------ Excerpt to read ------

In 2003, when Kari Worth was diagnosed with stage 4 melanoma, treatments were limited, so she underwent what’s called biochemotherapy, a taxing regimen that repeatedly delivers an infusion of three chemo drugs and two immunotherapy drugs, producing devastating side effects such as extreme nausea and systemic inflammation. “It was horrendous,” she recalls. “I was hospitalized 25 times in two and a half years.” But the treatment worked. Once Worth had surgery to remove a tumor from her lung, where the cancer had spread, she was pronounced NED, “no evidence of disease.”
By the time Worth was back fighting cancer in 2009, her treatment was nothing like what she had previously endured. At UCLA she was given the targeted drug vemurafenib, which she took twice a day at home. “Initially my tumor went away and everything was good, but 10 months later the cancer came back,” she says. After surgery that removed a pectoral muscle, Worth was briefly stable and then began the immunity drug ipilimumab, which bought her three months until the melanoma reached her brain and was treated with Gamma Knife radio-surgery, a precisely targeted, noninvasive radiation procedure. This was followed by more ipilimumab, which appeared to halt the cancer. As of fall 2012, Worth had been through 12 infusions of ipilimumab and more radiation and was in a two-year trial of a promising new immunotherapy drug called Merck MK 3475, which involves 30-minute infusions every three weeks and produces minimal side effects.
At the same time Worth’s life has been saved, it has also been changed. “I used to have a career, but being treated for cancer is pretty much a full-time job,” she says. “I have an 11-year-old and a 12-year-old. My kids don’t treat me any differently. I’m just their mom, and I do the laundry and everything else. I’m busy, and life is full.”
Even with the new drugs, a true cure—defined as permanent remission—may not always be possible. “I tell people that dealing with cancer is a marathon, not a sprint,” says Lecia Sequist, MD, an oncologist specializing in lung cancer at Mass General. “What we’re trying to do is get six months out of this treatment and three months out of the next treatment, then four months out of the next. We’re trying to piece together a series of treatments, and every year theories advance. If we can just get you to next year, then our goal will be to get you to the year after.”
An explosion of information
Achieving that goal has become more and more likely: The pace of finding new genetic targets is really speeding up, in part because of the work of The Cancer Genome Atlas (TCGA), funded by the National Institutes of Health. For instance, last September a team of TCGA researchers led by the pathologist and cancer researcher Matthew Meyerson, MD, PhD, of the Dana-Farber Cancer Institute in Boston published the first comprehensive genome analysis of squamous cell lung cancer, a major and hard-to-treat type that causes 40,000 deaths a year and for which no targeted therapies exist. Analyzing 178 tumors, the researchers discovered multiple genes with significant mutations that might be targeted by drugs currently in clinical trials (some for other diseases) and that could be tried on patients with this particular form of lung cancer.
The study is just one of 20 genetic analyses of different types of cancer that TCGA is scheduled to complete by 2014. Focusing on cancers with a poor prognosis and a large public health impact, TCGA gathers and evaluates cancerous tissue samples from research institutions across the country and releases the results in a public database. Meyerson credits the fast discovery of additional molecular targets to a spectacular fivefold-to-tenfold improvement in genome-sequencing technology over the past few years, to which TCGA is contributing. “It’s amazing to think what we’re doing today compared to five years ago. The quantity is better, the quality is better,” he says.

------ Excerpted records ------

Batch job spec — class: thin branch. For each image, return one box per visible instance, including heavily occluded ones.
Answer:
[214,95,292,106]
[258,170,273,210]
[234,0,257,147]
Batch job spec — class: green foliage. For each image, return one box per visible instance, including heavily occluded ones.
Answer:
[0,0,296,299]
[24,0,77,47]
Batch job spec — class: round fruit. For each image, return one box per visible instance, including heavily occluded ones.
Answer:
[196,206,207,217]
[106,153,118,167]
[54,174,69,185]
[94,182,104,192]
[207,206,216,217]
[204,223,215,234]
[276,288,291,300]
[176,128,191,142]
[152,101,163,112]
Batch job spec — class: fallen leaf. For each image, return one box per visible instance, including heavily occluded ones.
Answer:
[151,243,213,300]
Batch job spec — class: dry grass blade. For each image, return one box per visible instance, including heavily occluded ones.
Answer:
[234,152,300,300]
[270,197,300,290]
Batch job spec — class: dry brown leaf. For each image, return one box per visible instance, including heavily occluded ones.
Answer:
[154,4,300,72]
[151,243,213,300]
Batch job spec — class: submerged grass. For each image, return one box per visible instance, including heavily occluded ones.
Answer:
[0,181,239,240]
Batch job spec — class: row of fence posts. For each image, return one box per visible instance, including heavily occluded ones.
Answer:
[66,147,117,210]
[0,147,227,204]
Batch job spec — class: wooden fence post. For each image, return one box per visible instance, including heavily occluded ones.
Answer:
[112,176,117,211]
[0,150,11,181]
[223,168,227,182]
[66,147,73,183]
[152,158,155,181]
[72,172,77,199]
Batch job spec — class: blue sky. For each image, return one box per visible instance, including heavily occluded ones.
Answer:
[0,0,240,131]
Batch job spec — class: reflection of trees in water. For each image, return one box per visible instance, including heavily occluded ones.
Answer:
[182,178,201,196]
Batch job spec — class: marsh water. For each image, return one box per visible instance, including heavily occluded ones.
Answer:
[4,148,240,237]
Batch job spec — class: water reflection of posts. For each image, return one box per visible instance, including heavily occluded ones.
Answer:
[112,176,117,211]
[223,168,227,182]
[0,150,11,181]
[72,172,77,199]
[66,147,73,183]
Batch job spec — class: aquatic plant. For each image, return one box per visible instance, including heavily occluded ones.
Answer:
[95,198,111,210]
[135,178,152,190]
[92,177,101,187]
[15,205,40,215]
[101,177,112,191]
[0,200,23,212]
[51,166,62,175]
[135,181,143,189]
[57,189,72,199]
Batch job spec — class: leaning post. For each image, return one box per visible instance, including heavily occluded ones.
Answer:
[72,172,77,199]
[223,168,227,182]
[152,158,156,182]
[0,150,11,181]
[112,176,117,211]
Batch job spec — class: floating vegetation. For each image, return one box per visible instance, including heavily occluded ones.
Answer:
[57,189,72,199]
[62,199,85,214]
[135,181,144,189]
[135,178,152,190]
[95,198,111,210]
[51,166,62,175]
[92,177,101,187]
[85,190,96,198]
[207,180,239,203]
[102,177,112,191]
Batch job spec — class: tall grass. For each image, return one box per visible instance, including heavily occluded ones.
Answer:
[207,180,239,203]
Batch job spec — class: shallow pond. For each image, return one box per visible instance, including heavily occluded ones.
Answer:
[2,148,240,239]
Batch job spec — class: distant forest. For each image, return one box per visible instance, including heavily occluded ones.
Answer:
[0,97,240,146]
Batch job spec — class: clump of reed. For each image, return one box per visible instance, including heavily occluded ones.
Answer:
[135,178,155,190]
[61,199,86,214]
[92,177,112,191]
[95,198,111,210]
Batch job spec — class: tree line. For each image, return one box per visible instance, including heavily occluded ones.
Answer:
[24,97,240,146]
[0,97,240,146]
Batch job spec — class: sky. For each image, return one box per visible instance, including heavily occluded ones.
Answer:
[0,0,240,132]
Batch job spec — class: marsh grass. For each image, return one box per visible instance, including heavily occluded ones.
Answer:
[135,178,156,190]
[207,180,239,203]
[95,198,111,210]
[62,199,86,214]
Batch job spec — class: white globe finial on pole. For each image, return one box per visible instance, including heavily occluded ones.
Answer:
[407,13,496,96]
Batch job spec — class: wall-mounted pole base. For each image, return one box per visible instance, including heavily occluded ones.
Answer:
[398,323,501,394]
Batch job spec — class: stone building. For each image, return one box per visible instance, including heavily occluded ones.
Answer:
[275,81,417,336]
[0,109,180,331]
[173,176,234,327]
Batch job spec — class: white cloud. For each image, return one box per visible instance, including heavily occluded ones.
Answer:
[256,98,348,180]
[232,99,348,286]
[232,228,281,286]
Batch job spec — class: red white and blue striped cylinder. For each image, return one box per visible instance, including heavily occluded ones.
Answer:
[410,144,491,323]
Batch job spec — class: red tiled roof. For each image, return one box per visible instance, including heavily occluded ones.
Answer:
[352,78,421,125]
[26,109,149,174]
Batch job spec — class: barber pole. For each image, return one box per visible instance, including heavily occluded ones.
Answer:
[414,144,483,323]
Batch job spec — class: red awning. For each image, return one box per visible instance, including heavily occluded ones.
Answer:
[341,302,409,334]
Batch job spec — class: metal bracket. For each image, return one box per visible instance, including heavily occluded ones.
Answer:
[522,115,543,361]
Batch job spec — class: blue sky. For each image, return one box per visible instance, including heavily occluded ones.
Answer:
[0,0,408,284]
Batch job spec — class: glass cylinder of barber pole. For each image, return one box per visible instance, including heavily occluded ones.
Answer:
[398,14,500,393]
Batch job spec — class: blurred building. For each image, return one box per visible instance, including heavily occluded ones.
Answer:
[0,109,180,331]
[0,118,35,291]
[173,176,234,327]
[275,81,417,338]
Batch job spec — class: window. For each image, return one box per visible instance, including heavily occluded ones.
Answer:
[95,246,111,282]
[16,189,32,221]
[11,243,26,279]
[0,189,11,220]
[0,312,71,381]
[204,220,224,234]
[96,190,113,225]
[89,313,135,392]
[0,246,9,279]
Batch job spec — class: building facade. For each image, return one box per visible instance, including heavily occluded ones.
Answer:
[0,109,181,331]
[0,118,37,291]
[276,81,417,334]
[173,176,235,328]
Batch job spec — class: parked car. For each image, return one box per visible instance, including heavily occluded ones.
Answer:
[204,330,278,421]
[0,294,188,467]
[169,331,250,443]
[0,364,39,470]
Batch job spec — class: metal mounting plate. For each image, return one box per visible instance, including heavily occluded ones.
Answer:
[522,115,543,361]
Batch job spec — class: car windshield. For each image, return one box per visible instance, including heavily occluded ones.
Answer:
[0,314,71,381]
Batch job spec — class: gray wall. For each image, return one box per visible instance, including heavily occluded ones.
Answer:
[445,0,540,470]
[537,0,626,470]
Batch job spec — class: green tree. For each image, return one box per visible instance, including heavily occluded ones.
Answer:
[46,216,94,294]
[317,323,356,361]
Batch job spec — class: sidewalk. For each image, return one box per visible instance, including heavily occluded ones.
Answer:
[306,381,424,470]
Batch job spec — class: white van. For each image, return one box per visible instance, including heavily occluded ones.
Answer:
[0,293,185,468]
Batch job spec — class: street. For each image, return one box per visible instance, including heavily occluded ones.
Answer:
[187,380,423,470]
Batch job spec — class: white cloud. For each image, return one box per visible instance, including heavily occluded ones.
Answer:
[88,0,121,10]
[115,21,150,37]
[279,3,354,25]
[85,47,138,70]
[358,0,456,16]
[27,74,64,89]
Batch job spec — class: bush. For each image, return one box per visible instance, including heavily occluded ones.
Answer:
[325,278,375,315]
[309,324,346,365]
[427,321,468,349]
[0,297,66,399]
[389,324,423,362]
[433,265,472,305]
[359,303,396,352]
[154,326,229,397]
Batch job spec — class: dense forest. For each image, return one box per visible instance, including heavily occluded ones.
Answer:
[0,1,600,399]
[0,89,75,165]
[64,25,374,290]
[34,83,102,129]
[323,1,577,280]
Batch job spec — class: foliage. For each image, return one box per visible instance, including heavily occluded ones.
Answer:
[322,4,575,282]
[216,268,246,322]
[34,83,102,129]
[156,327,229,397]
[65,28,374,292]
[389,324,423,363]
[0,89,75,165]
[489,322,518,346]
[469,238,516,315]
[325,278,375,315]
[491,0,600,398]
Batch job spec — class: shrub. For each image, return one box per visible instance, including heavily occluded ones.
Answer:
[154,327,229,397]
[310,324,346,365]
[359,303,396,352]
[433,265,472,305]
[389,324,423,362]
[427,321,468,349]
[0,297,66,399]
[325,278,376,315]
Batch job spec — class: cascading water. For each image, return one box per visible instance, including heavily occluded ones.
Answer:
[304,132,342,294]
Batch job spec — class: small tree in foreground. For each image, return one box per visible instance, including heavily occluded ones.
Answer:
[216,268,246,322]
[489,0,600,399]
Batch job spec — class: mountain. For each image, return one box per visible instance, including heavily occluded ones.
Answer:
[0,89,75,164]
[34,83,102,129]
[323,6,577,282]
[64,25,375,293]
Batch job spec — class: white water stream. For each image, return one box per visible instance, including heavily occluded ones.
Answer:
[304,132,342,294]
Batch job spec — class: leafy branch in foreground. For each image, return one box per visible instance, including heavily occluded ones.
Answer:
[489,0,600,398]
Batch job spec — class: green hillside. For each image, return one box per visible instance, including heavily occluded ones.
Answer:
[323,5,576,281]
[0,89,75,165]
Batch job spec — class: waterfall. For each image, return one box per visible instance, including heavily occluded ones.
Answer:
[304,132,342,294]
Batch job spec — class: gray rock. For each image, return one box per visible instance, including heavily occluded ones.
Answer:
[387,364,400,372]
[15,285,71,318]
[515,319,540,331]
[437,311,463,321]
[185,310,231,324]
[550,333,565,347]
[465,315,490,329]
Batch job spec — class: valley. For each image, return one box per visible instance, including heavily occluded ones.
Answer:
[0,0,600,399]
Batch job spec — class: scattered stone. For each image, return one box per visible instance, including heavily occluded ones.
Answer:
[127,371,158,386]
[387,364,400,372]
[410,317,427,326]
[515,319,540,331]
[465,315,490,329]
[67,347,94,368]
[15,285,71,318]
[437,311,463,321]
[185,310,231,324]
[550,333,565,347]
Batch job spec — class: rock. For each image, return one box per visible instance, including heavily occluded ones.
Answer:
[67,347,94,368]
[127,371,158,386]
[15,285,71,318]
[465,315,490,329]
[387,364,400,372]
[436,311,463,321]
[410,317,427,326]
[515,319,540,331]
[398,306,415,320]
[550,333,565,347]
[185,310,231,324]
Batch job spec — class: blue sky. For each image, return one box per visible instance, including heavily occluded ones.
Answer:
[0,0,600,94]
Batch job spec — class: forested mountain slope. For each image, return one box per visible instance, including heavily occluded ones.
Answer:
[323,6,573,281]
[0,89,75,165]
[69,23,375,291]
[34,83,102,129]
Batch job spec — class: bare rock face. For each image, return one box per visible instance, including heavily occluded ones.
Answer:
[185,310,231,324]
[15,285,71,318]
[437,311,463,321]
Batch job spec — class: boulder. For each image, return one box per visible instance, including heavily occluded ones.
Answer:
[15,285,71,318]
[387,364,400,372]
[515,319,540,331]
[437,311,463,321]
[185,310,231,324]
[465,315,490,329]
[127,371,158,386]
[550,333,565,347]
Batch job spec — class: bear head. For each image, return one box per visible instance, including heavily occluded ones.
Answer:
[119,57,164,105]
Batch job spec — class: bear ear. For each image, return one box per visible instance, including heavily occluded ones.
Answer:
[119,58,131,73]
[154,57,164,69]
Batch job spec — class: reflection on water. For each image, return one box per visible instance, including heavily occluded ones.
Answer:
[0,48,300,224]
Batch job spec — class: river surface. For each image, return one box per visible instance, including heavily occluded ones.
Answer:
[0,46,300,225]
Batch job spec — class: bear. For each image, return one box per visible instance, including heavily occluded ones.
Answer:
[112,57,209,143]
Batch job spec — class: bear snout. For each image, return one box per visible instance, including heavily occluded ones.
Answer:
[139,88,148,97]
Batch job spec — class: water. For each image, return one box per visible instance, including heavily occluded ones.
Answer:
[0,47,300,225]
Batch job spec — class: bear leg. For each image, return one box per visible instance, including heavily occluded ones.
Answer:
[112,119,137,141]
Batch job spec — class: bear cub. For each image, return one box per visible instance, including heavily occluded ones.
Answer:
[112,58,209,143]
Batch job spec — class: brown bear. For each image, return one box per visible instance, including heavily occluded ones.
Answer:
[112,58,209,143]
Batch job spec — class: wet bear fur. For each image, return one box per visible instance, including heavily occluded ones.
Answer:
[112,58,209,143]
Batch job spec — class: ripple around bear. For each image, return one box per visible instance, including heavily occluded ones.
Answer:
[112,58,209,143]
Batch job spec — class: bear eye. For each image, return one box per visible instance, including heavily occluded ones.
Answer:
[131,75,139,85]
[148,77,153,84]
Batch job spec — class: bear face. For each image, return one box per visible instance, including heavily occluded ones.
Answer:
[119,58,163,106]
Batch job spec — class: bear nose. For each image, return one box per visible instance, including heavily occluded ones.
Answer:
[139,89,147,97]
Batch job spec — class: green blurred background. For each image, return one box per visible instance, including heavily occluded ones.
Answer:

------

→ **Directions for this task**: In the cancer treatment article, how many tumors did the TCGA team analyze in its genome study of squamous cell lung cancer?

→ **Final answer**: 178 tumors.